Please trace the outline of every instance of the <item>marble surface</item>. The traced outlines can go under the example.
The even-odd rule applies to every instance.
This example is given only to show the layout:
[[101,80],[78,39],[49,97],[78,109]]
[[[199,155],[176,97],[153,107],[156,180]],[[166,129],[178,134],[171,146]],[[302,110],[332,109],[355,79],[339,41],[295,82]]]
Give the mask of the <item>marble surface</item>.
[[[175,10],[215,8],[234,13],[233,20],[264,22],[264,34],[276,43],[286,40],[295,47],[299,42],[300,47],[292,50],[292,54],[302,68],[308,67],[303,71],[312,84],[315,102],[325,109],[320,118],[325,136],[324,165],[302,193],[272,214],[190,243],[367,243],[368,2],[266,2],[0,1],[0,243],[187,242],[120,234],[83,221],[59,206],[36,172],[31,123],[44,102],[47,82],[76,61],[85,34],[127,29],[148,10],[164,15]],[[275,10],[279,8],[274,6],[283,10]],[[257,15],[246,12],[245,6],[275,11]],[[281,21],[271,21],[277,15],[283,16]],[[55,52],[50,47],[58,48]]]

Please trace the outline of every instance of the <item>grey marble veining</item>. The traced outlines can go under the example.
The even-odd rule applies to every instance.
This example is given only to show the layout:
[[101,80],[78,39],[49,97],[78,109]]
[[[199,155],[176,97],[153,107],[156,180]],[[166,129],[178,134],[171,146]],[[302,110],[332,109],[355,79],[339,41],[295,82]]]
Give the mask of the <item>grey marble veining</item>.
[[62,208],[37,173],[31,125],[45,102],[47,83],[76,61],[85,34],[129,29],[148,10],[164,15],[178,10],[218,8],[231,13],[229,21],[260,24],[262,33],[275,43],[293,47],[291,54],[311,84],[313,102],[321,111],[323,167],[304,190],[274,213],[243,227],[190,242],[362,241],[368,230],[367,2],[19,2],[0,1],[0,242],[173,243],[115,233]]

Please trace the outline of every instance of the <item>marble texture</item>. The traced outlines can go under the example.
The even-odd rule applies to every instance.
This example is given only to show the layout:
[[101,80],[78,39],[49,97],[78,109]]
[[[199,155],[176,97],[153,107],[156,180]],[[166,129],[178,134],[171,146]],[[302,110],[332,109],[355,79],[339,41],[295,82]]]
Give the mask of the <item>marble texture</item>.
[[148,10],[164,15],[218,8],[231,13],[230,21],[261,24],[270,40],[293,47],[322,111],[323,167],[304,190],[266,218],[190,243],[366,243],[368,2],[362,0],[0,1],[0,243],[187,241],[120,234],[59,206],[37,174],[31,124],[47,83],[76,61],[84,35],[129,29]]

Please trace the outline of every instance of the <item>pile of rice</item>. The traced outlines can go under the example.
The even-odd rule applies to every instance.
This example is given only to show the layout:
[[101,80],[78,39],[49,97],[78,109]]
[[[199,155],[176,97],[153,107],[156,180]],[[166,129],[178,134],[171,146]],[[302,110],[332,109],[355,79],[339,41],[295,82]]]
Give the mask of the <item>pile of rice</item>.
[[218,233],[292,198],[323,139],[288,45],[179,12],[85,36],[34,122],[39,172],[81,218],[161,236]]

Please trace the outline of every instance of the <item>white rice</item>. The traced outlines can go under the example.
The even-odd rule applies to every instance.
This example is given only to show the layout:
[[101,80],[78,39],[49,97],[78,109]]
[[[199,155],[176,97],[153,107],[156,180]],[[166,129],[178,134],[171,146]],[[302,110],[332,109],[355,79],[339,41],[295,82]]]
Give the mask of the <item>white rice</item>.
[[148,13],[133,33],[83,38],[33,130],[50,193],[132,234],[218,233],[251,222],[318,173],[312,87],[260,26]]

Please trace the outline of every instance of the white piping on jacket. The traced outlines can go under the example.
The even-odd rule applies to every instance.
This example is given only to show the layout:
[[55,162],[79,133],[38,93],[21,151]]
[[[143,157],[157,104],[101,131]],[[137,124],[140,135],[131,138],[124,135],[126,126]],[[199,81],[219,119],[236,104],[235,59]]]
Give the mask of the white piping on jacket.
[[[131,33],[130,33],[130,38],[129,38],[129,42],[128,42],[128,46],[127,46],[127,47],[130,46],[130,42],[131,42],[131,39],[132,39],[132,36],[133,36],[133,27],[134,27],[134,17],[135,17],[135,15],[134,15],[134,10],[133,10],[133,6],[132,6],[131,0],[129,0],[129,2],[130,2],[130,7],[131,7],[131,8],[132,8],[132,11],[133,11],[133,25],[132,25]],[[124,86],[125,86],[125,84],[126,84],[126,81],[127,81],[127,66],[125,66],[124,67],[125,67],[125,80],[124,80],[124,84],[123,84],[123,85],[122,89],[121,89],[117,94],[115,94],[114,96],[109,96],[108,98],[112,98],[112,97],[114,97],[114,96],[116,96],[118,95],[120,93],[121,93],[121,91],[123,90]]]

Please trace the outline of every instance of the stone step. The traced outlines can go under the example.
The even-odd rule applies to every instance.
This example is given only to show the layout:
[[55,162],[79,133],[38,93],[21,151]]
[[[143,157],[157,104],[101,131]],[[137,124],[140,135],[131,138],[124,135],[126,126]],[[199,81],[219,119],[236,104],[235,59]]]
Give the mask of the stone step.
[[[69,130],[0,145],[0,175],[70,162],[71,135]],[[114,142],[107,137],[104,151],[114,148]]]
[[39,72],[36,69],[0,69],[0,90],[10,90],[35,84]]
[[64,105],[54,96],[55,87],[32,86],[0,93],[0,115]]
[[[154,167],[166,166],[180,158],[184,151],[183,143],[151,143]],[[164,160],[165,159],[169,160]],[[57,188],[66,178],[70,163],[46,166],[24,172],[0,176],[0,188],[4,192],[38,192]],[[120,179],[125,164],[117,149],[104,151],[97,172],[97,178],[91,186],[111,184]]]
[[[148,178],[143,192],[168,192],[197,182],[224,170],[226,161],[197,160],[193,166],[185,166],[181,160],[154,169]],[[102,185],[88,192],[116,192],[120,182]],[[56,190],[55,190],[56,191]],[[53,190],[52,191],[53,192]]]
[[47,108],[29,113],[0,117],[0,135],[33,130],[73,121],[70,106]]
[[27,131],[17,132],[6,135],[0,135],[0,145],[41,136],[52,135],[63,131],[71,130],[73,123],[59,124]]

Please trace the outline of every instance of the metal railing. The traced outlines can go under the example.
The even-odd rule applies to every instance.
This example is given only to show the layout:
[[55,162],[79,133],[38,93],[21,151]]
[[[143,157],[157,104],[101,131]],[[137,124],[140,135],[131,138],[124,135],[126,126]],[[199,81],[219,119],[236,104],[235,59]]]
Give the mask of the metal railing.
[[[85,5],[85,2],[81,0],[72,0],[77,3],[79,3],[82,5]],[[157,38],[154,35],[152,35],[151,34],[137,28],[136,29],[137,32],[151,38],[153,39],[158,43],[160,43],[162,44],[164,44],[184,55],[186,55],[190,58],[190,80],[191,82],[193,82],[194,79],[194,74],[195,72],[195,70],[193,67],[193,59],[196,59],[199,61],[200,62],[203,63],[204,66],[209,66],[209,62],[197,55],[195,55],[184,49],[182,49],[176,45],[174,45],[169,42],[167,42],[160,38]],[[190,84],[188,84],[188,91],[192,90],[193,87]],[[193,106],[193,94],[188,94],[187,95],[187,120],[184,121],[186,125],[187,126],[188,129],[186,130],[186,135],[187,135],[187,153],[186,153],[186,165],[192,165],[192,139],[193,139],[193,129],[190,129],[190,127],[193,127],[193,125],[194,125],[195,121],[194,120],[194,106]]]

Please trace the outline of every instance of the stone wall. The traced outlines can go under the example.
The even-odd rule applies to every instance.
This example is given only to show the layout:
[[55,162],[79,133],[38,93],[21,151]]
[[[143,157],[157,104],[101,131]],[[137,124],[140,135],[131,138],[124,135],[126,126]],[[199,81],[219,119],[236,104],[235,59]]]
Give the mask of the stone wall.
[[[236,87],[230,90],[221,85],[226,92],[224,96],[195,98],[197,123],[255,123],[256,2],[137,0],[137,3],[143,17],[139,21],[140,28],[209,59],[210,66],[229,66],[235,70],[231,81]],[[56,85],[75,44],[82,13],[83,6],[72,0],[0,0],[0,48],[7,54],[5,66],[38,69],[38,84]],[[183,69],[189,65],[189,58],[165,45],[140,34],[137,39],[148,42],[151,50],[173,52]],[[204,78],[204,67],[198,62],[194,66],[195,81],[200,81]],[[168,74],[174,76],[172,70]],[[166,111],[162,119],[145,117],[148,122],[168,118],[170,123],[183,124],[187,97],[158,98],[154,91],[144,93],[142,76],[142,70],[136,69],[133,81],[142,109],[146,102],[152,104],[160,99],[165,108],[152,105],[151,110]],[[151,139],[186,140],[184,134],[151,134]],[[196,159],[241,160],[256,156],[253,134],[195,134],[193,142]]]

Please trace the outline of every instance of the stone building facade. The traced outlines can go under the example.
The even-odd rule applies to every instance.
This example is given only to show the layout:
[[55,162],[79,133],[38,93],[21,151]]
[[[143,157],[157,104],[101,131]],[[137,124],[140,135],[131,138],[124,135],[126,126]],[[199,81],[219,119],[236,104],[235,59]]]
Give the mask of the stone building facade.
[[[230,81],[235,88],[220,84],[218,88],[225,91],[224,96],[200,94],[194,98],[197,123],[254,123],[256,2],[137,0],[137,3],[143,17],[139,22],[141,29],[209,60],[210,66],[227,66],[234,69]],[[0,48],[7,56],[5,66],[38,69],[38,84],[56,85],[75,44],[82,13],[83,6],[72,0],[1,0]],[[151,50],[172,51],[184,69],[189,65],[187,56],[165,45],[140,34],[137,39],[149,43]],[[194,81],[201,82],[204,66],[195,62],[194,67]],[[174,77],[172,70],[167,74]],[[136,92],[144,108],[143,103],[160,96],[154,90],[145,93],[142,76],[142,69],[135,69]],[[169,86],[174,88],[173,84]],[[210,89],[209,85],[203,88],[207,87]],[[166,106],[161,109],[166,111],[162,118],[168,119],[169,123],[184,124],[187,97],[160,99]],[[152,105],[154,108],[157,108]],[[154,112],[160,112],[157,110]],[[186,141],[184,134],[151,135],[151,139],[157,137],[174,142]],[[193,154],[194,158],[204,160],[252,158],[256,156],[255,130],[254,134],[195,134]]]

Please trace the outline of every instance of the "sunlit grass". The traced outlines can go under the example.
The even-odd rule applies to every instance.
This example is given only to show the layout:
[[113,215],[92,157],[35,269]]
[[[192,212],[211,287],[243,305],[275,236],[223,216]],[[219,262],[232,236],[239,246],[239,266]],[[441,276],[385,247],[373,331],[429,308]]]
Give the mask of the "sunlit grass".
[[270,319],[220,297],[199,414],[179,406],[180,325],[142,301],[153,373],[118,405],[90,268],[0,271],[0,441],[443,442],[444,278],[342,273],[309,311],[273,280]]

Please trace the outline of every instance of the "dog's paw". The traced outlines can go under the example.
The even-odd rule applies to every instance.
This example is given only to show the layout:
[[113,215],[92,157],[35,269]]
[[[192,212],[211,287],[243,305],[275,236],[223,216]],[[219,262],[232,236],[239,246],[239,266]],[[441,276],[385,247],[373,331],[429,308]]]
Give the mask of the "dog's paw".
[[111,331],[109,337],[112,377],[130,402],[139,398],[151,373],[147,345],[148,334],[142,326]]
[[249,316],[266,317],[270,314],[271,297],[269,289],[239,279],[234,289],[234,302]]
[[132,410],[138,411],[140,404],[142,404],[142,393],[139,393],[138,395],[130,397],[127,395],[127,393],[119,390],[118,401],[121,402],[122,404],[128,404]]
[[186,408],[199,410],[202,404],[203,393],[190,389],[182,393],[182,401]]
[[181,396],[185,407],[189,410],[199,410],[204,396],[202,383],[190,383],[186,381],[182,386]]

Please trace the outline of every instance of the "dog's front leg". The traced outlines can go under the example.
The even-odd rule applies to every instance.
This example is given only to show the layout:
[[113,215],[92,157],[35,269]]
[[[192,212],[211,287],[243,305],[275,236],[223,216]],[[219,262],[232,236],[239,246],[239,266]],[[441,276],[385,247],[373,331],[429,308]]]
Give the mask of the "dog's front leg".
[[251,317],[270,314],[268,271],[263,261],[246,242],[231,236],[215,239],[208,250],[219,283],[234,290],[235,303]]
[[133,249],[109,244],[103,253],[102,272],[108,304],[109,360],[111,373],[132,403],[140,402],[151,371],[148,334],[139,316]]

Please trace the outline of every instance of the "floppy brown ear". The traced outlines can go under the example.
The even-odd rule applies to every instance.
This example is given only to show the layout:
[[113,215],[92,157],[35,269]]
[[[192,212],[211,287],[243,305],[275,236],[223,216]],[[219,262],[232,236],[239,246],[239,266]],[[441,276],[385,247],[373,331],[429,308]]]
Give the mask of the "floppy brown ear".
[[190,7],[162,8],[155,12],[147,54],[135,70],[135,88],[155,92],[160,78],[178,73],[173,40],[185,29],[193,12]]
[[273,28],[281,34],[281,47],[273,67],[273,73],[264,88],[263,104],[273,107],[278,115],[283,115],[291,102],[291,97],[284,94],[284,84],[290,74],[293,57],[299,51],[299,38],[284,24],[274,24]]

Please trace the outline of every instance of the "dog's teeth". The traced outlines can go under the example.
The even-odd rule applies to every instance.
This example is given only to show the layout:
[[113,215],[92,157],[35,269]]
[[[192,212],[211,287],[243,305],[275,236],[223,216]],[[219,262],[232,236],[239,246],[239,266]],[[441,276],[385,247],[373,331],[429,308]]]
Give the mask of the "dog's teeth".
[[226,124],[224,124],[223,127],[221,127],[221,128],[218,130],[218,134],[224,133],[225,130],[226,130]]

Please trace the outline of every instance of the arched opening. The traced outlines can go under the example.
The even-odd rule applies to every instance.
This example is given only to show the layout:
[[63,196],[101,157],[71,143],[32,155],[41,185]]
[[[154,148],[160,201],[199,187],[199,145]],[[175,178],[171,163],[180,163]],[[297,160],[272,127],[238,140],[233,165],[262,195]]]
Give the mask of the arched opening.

-*-*-

WHAT THE TASK REQUIRES: Go back to the data above and please quote exactly, and only, the lines from the line with "Please trace the outline of every instance of the arched" through its last line.

FINAL ANSWER:
Please trace the outline of every instance of the arched opening. The traced outlines can go under the example.
The even-odd rule applies to every instance.
This example is given only to show the layout:
[[63,196],[101,157],[71,143],[32,155],[41,185]]
[[[154,148],[160,201],[199,187],[199,145]],[[175,178],[171,163],[180,163]],[[297,160],[272,127],[238,140],[233,165],[262,195]]]
Give the mask of the arched opening.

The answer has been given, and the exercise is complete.